Referring expression data
● ● ● ● ● ● ●
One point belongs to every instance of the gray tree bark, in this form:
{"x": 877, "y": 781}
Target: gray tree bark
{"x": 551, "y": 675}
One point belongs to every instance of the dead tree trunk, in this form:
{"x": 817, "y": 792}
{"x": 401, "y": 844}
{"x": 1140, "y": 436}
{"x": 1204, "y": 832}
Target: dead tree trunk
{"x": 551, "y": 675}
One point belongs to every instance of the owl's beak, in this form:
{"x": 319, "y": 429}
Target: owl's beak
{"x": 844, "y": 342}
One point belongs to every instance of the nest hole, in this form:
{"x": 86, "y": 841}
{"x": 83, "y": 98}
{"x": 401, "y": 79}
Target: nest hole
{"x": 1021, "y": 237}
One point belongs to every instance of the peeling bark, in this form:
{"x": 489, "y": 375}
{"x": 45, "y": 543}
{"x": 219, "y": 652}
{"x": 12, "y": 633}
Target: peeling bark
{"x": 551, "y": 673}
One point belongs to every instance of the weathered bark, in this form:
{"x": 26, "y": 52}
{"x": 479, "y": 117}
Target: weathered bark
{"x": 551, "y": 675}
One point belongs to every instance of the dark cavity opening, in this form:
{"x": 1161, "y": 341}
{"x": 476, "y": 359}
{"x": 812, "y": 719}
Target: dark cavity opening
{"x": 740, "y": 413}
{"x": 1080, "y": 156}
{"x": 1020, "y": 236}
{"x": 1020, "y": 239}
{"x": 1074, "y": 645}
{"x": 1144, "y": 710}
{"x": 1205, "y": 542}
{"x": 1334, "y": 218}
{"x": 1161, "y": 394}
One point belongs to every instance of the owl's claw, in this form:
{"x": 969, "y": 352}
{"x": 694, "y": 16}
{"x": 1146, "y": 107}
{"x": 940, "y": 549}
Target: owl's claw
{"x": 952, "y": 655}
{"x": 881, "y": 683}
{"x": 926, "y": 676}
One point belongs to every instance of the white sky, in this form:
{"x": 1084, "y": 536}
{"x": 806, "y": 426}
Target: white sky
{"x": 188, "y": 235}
● ● ● ● ● ● ●
_BRIEF_
The entries above must be copied verbatim. Leave none out.

_TASK OUTPUT_
One point belongs to every instance of the gray tree bark, in this form:
{"x": 877, "y": 781}
Target: gray tree bark
{"x": 551, "y": 675}
One point belongs to every instance of the dead tree trunk, in this form:
{"x": 817, "y": 792}
{"x": 401, "y": 844}
{"x": 1140, "y": 436}
{"x": 1204, "y": 832}
Target: dead tree trunk
{"x": 551, "y": 675}
One point belongs to every instance of the owl's beak, in this form:
{"x": 319, "y": 429}
Target: owl's beak
{"x": 844, "y": 342}
One point belongs to every instance of the nest hole, in this form:
{"x": 86, "y": 841}
{"x": 83, "y": 98}
{"x": 401, "y": 79}
Target: nest hole
{"x": 1021, "y": 237}
One point belongs to every instance of the peeling bark, in this form:
{"x": 489, "y": 375}
{"x": 45, "y": 543}
{"x": 219, "y": 652}
{"x": 12, "y": 633}
Target: peeling bark
{"x": 551, "y": 673}
One point belongs to every instance of the weathered bark, in this form:
{"x": 26, "y": 52}
{"x": 479, "y": 117}
Target: weathered bark
{"x": 551, "y": 675}
One point belongs to every instance of the dark cavity opening, in this form:
{"x": 1161, "y": 341}
{"x": 476, "y": 359}
{"x": 812, "y": 719}
Target: dark cavity opening
{"x": 740, "y": 413}
{"x": 1080, "y": 156}
{"x": 1020, "y": 236}
{"x": 1020, "y": 239}
{"x": 1074, "y": 645}
{"x": 1144, "y": 710}
{"x": 1205, "y": 542}
{"x": 1334, "y": 218}
{"x": 1161, "y": 394}
One point belongs to every instance of the owl's claw, in this form:
{"x": 969, "y": 352}
{"x": 694, "y": 16}
{"x": 1146, "y": 107}
{"x": 940, "y": 549}
Target: owl's claw
{"x": 952, "y": 655}
{"x": 881, "y": 683}
{"x": 926, "y": 676}
One point belongs to every instance of the white sky, in this form:
{"x": 1084, "y": 536}
{"x": 806, "y": 426}
Target: white sky
{"x": 188, "y": 235}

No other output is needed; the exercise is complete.